>>>
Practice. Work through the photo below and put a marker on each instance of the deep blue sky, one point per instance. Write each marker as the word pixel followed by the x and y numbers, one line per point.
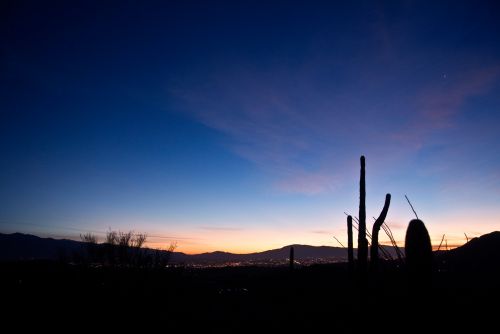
pixel 239 125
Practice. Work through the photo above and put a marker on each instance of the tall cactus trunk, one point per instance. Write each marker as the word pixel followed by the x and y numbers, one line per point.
pixel 376 228
pixel 350 252
pixel 362 241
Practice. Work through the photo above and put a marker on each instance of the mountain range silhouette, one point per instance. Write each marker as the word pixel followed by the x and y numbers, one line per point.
pixel 477 252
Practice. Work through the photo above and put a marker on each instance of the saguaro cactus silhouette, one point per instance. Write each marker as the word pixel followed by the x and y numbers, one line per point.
pixel 362 241
pixel 350 252
pixel 376 228
pixel 418 249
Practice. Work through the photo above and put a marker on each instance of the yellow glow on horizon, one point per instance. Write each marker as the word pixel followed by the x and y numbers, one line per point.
pixel 251 239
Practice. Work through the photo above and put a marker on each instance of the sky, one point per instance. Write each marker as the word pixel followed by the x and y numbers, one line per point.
pixel 238 125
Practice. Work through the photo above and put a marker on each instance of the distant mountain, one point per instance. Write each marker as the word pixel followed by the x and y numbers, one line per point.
pixel 302 252
pixel 478 254
pixel 18 246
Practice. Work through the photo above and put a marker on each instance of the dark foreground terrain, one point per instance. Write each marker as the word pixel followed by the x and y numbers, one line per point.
pixel 232 299
pixel 461 294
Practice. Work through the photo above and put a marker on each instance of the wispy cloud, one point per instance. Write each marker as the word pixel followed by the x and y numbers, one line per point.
pixel 302 135
pixel 438 104
pixel 220 228
pixel 322 232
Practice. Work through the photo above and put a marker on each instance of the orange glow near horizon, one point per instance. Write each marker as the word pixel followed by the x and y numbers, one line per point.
pixel 249 241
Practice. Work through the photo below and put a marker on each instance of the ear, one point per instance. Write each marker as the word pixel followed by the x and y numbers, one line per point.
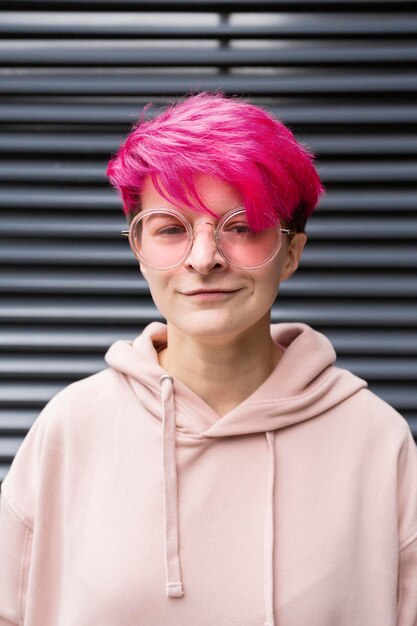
pixel 293 257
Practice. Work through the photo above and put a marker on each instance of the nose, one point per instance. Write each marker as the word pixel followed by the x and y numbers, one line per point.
pixel 204 255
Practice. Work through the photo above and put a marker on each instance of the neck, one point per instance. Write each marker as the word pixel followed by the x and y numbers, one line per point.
pixel 221 372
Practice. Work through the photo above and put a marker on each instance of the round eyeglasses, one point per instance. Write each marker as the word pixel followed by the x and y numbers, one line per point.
pixel 161 239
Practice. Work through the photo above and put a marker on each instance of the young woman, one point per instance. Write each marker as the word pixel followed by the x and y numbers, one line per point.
pixel 220 471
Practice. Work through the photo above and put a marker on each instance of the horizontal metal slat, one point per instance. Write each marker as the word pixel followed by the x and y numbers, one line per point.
pixel 52 368
pixel 402 399
pixel 20 395
pixel 326 313
pixel 69 199
pixel 58 367
pixel 205 5
pixel 106 143
pixel 82 282
pixel 14 395
pixel 287 26
pixel 319 227
pixel 381 369
pixel 94 172
pixel 141 84
pixel 348 256
pixel 78 55
pixel 60 199
pixel 79 340
pixel 368 342
pixel 296 112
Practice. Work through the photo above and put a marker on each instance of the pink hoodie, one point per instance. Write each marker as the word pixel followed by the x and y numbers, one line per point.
pixel 131 502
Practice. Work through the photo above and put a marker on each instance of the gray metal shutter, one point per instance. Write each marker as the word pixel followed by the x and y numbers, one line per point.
pixel 74 75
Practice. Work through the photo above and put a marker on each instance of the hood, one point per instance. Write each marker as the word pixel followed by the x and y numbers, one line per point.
pixel 304 384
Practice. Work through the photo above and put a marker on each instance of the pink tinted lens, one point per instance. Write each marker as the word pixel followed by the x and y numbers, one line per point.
pixel 246 248
pixel 161 239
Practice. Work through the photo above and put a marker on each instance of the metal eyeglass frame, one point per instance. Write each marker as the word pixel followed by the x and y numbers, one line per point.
pixel 191 237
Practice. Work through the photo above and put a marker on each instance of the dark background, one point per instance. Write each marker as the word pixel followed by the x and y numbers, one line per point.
pixel 73 78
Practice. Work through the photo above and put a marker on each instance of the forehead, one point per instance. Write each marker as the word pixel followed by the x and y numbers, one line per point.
pixel 218 195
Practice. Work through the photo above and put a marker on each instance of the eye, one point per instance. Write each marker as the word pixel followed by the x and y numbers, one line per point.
pixel 241 229
pixel 174 229
pixel 163 226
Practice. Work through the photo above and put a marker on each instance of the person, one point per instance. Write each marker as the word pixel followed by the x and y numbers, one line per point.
pixel 221 470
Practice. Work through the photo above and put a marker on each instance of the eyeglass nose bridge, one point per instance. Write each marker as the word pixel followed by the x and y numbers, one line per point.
pixel 215 237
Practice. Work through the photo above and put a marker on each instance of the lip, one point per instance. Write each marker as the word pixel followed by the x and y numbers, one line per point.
pixel 203 292
pixel 209 295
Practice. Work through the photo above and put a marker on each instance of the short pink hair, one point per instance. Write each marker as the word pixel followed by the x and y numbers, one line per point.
pixel 225 137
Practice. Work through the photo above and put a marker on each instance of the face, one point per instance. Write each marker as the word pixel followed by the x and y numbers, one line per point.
pixel 205 297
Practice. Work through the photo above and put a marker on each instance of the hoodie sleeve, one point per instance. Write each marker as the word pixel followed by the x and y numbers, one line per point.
pixel 407 508
pixel 17 511
pixel 15 544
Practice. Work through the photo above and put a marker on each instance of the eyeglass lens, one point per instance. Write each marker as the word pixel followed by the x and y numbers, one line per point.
pixel 162 240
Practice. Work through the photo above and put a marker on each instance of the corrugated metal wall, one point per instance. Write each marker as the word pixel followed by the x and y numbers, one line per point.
pixel 74 75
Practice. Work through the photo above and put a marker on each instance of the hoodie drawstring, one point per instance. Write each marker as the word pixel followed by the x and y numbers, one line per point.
pixel 174 587
pixel 269 534
pixel 172 558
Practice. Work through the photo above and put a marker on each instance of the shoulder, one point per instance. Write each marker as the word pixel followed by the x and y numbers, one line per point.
pixel 381 419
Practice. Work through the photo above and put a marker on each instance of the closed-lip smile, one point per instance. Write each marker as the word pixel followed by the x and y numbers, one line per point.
pixel 195 292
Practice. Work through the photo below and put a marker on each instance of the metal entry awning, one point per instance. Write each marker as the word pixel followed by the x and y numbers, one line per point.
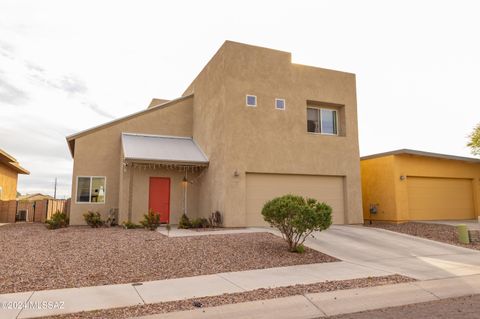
pixel 173 150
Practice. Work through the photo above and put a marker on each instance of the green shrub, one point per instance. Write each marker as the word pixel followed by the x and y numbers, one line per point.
pixel 93 219
pixel 151 220
pixel 130 225
pixel 58 220
pixel 296 218
pixel 184 222
pixel 199 223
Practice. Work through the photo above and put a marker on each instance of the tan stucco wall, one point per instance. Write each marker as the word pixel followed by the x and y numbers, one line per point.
pixel 99 153
pixel 8 182
pixel 265 140
pixel 381 183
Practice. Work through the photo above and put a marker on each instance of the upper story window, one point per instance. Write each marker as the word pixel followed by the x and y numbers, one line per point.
pixel 90 189
pixel 280 104
pixel 251 100
pixel 323 121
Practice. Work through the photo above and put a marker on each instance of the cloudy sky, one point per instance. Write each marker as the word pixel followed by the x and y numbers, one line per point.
pixel 69 65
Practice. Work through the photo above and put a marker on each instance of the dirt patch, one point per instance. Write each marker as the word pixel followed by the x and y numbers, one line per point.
pixel 454 308
pixel 443 233
pixel 34 258
pixel 259 294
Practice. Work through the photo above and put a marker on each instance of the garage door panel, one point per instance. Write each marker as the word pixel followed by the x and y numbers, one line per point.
pixel 264 187
pixel 440 198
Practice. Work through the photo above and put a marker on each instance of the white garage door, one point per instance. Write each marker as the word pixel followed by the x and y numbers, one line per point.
pixel 264 187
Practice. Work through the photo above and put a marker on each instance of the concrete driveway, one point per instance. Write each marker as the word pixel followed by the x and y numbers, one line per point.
pixel 380 249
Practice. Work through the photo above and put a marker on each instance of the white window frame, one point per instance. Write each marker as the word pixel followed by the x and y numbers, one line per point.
pixel 284 104
pixel 90 192
pixel 320 119
pixel 246 100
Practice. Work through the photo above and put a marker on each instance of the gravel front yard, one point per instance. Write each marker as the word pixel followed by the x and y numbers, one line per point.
pixel 443 233
pixel 454 308
pixel 259 294
pixel 34 258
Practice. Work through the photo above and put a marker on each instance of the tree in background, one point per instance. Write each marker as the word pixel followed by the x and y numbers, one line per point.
pixel 474 142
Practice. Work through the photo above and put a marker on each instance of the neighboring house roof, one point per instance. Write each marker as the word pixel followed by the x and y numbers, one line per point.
pixel 34 196
pixel 167 149
pixel 71 139
pixel 421 153
pixel 12 163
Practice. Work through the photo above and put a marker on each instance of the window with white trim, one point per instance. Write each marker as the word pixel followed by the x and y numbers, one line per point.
pixel 91 189
pixel 280 104
pixel 251 100
pixel 323 121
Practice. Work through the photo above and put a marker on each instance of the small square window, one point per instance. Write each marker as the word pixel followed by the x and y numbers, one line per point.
pixel 280 104
pixel 251 100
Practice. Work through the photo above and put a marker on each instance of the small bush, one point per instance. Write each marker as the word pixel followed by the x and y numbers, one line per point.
pixel 58 220
pixel 199 223
pixel 151 220
pixel 184 222
pixel 296 218
pixel 93 219
pixel 130 225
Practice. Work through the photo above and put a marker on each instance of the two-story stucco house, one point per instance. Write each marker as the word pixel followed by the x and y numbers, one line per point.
pixel 250 127
pixel 9 170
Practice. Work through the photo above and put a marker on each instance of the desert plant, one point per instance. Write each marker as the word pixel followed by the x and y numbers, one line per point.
pixel 184 222
pixel 130 225
pixel 151 220
pixel 112 217
pixel 93 219
pixel 296 218
pixel 168 227
pixel 58 220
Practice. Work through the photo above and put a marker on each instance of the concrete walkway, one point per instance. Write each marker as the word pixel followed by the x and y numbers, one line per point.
pixel 337 302
pixel 393 252
pixel 113 296
pixel 365 252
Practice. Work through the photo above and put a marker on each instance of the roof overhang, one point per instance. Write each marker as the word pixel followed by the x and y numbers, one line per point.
pixel 424 154
pixel 159 149
pixel 12 163
pixel 163 104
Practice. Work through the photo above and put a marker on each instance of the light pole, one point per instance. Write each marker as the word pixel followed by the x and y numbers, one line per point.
pixel 185 187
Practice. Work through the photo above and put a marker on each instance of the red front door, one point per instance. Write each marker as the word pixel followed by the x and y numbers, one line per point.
pixel 159 199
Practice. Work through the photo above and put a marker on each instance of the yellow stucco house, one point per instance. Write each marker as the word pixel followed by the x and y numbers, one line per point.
pixel 9 170
pixel 251 126
pixel 407 185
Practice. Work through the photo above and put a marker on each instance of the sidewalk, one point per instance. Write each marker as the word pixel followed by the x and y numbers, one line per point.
pixel 124 295
pixel 337 302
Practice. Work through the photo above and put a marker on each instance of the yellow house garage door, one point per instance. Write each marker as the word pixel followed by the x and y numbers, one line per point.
pixel 440 198
pixel 264 187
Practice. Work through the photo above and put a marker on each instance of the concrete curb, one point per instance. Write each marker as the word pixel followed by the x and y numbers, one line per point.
pixel 337 302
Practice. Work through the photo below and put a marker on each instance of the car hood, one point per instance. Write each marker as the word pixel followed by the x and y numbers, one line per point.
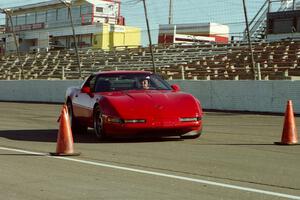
pixel 157 104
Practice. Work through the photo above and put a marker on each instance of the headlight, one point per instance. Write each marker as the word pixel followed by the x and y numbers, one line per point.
pixel 189 119
pixel 122 121
pixel 134 121
pixel 114 120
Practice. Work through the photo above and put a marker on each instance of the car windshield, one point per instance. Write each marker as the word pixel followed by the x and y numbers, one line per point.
pixel 130 81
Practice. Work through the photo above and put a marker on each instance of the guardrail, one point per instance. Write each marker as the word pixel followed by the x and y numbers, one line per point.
pixel 253 96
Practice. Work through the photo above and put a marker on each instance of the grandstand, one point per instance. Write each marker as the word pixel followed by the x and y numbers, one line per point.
pixel 277 60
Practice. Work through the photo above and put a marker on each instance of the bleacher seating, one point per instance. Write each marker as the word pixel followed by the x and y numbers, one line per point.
pixel 277 60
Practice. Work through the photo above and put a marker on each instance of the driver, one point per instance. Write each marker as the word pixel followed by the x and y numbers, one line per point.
pixel 145 83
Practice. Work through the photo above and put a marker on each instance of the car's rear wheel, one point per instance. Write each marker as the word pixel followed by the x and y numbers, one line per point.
pixel 192 134
pixel 76 127
pixel 98 124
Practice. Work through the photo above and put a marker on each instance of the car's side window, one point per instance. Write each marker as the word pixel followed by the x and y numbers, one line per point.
pixel 92 84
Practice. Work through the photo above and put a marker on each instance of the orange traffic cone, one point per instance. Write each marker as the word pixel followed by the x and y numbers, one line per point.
pixel 289 132
pixel 64 139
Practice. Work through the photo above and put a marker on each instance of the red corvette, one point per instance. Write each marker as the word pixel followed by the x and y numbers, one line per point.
pixel 132 103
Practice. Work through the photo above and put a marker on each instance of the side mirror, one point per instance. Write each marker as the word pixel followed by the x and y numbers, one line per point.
pixel 175 87
pixel 85 89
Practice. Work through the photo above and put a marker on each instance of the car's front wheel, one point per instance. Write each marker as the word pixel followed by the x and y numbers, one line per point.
pixel 76 127
pixel 98 124
pixel 192 134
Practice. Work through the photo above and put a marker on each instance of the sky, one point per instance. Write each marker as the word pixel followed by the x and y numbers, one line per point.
pixel 228 12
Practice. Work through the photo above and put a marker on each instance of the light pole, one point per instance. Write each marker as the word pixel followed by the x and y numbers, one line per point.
pixel 249 41
pixel 68 4
pixel 149 36
pixel 171 12
pixel 8 13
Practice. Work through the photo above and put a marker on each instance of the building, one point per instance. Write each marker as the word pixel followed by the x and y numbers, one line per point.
pixel 283 25
pixel 193 32
pixel 46 25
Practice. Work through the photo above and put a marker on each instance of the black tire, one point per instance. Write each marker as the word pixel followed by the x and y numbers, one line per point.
pixel 191 134
pixel 98 124
pixel 76 127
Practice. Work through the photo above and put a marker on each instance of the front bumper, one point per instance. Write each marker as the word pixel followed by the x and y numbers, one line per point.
pixel 152 128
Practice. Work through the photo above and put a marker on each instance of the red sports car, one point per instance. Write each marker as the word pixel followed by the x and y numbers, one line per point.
pixel 132 103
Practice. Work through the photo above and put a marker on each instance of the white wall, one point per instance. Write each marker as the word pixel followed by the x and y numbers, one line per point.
pixel 257 96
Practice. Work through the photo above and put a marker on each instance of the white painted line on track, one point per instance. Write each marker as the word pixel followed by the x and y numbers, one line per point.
pixel 159 174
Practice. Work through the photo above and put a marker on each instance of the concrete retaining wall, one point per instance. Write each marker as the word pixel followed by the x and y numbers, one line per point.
pixel 256 96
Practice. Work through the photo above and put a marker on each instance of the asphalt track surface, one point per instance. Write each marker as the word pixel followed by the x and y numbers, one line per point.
pixel 235 158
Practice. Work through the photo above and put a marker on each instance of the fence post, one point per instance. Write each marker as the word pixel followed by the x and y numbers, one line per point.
pixel 258 71
pixel 182 72
pixel 63 73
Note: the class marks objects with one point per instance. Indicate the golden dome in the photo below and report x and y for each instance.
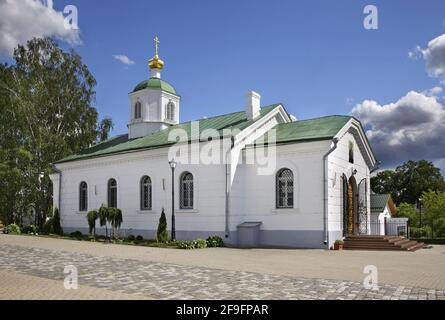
(155, 62)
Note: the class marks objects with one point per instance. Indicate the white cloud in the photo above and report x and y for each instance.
(22, 20)
(434, 55)
(411, 128)
(433, 91)
(124, 59)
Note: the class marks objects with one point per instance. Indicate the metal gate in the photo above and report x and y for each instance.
(362, 207)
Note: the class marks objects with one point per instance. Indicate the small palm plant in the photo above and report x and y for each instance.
(92, 217)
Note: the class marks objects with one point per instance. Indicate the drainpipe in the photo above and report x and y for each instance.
(377, 165)
(59, 201)
(227, 202)
(325, 192)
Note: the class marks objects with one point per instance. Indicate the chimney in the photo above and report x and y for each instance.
(253, 105)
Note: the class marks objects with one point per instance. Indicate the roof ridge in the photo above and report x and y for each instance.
(230, 113)
(317, 118)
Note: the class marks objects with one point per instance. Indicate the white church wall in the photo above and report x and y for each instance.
(209, 190)
(338, 163)
(253, 197)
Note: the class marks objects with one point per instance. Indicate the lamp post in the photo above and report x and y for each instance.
(420, 212)
(173, 164)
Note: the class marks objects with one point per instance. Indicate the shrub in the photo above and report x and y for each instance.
(31, 229)
(200, 243)
(186, 244)
(115, 216)
(215, 241)
(76, 234)
(91, 218)
(12, 229)
(162, 234)
(57, 228)
(192, 244)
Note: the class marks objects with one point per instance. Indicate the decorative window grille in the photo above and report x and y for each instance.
(83, 196)
(351, 152)
(112, 193)
(363, 207)
(285, 189)
(344, 210)
(146, 193)
(186, 191)
(170, 111)
(138, 110)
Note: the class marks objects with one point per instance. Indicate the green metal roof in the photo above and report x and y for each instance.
(379, 202)
(121, 144)
(323, 128)
(155, 84)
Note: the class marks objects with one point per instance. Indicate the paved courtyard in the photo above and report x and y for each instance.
(33, 268)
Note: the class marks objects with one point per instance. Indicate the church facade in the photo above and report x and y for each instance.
(256, 177)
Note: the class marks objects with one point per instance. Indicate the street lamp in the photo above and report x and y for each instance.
(420, 212)
(173, 164)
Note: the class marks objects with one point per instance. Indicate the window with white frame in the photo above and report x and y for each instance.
(146, 193)
(112, 193)
(138, 110)
(285, 189)
(186, 191)
(170, 111)
(83, 196)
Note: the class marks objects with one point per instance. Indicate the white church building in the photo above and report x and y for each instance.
(310, 187)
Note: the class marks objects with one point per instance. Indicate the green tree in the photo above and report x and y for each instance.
(407, 210)
(409, 181)
(91, 218)
(433, 203)
(162, 234)
(46, 113)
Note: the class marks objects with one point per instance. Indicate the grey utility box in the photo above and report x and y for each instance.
(249, 234)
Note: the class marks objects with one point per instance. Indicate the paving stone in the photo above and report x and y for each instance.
(169, 281)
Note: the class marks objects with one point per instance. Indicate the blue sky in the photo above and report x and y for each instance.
(313, 56)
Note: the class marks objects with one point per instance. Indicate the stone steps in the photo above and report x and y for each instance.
(381, 243)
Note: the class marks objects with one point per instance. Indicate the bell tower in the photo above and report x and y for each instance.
(154, 103)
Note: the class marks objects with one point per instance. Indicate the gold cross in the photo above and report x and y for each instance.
(157, 42)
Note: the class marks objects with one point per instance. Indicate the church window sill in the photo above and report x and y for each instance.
(187, 211)
(145, 211)
(285, 210)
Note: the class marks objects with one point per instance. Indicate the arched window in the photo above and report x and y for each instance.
(285, 189)
(137, 110)
(170, 111)
(145, 193)
(186, 191)
(83, 196)
(112, 193)
(351, 152)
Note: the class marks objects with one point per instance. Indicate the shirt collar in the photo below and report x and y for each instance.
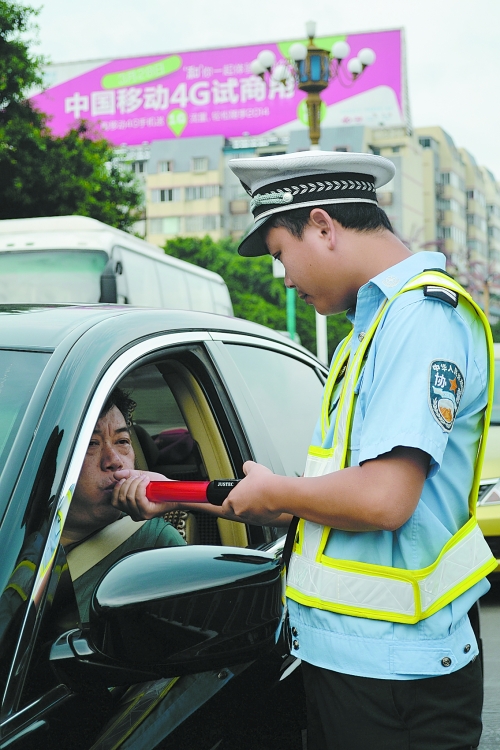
(393, 279)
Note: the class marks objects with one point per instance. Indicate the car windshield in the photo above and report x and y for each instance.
(46, 276)
(19, 374)
(495, 414)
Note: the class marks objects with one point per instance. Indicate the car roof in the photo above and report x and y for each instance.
(45, 327)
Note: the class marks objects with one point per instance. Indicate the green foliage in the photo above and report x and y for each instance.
(45, 175)
(19, 70)
(495, 329)
(255, 293)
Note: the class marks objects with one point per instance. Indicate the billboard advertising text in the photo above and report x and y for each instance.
(213, 92)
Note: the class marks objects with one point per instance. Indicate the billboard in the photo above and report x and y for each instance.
(213, 92)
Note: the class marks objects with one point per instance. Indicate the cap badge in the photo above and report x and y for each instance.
(276, 199)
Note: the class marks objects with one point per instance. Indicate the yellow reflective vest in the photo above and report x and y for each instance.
(376, 591)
<<<
_To be done_: Extract, exactly as written, the span of lines from the one holding "Indicate the shirt" through the last line, inclusive. Skip any picture.

_Output of the exercise_:
Note: the class marks objects with one point per instance. Indicate the shirt collar in the photo below and report x and y for each instance.
(393, 279)
Note: the class marks objects with one point per instance. Indicate the car windshield in the photo above and report x and y for each instance.
(46, 276)
(19, 374)
(495, 414)
Note: the class marks objects with one point per instance. Indicate the car roof in the photo above and report x and y for each instance.
(45, 327)
Note: the class marks objects with one point per instance. Indicate the green foliage in the photo above and report x and y for each instance.
(45, 175)
(19, 70)
(495, 329)
(255, 293)
Note: the class marks objects with one point per instance. Indicate the billboard advertising text in the photo above and report x and y for each instance.
(213, 92)
Note: the class marks objects with one point per instance. Indicate the billboard in the photo above and report x and y for each instance.
(213, 92)
Note: the class marks objects with one point per instance. Indicate the cap badge in the photo above and report x and y for each instance.
(276, 199)
Note: the class marks objects with one point per instance. Indicate the yellow reflective vest in the photo above and report x and y for each instance.
(376, 591)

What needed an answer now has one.